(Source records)
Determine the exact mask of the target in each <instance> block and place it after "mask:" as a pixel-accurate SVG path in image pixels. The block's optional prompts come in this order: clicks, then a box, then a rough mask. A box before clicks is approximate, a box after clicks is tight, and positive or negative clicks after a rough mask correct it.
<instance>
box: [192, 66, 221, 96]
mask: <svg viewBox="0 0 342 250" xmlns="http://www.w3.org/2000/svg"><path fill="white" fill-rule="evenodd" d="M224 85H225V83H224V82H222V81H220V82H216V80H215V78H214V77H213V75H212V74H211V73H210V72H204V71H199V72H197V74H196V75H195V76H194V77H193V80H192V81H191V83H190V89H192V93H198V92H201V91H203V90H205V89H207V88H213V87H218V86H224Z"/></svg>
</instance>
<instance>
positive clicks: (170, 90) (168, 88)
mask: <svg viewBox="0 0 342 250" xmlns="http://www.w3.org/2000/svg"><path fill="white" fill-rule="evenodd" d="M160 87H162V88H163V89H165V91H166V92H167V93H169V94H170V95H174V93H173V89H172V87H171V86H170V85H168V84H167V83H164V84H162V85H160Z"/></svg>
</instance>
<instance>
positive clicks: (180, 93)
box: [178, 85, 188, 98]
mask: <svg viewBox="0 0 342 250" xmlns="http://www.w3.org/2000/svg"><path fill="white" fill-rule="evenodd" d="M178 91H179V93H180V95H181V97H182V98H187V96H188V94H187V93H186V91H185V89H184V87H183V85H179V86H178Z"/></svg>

* [Problem to solve]
The required output is the complete set of records, reproduced exactly.

* [Exercise solution]
Determine the exact mask of the target in each <instance> block and place it after "mask:" as a pixel-accurate SVG path in image pixels. The block's optional prompts come in this order: clicks, then a box, then a rough mask. A box before clicks is approximate, a box after clicks is tight, and positive or negative clicks after a rough mask correct it.
<instance>
box: [192, 66, 221, 96]
mask: <svg viewBox="0 0 342 250" xmlns="http://www.w3.org/2000/svg"><path fill="white" fill-rule="evenodd" d="M224 85H225V83H224V82H222V81H220V82H216V80H215V78H214V77H213V75H212V74H211V73H210V72H204V71H199V72H197V74H196V75H195V76H194V77H193V80H192V81H191V83H190V89H192V93H198V92H201V91H203V90H205V89H207V88H213V87H218V86H224Z"/></svg>
</instance>
<instance>
positive clicks: (170, 90) (168, 88)
mask: <svg viewBox="0 0 342 250" xmlns="http://www.w3.org/2000/svg"><path fill="white" fill-rule="evenodd" d="M160 87H162V88H163V89H165V91H166V92H167V93H169V94H170V95H174V93H173V89H172V87H171V86H170V85H168V84H167V83H164V84H162V85H160Z"/></svg>
</instance>
<instance>
positive clicks: (180, 93)
box: [178, 85, 188, 98]
mask: <svg viewBox="0 0 342 250" xmlns="http://www.w3.org/2000/svg"><path fill="white" fill-rule="evenodd" d="M178 91H179V93H180V95H181V97H182V98H187V96H188V94H187V93H186V91H185V89H184V87H183V85H179V86H178Z"/></svg>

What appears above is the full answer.